> Work item
Check every line below for the string "could". Copy the ones that have it.

> Given data
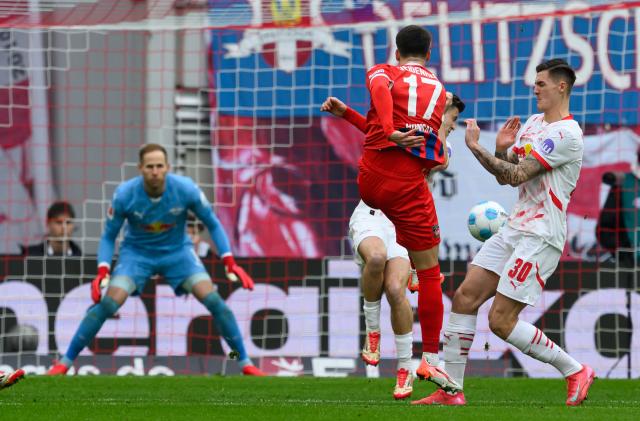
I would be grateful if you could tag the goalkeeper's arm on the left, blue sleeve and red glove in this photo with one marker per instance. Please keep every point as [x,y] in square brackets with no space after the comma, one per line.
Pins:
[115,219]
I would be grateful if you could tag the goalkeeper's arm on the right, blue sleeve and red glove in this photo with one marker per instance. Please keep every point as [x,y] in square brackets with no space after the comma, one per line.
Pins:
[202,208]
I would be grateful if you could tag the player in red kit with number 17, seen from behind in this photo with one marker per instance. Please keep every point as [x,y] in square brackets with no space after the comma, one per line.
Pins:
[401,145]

* * *

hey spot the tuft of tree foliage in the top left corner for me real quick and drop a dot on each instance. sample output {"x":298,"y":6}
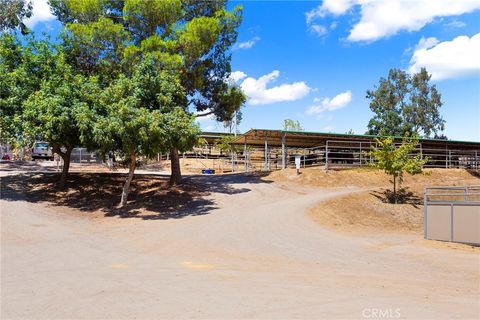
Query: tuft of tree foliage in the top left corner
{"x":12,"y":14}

> Response below
I would be grateful if you could tag the goalkeeper's arm on the left, blue sleeve and red glove in this photo with one marker per instance. Please keep every point as [x,y] in square brackets with no space after the comma, one per line.
I would be grateful if you could tag the goalkeeper's arm on the right, blue sleeve and red glove in this photo with one marker per instance. Please keep every point as [x,y] in square brackets with no space after the comma, one per line.
I would be grateful if you could tag the player in red kit with number 17, seen from behind in this photo with one marker per instance. Please keep every point as [x,y] in square brackets with no space after the comma, one per line.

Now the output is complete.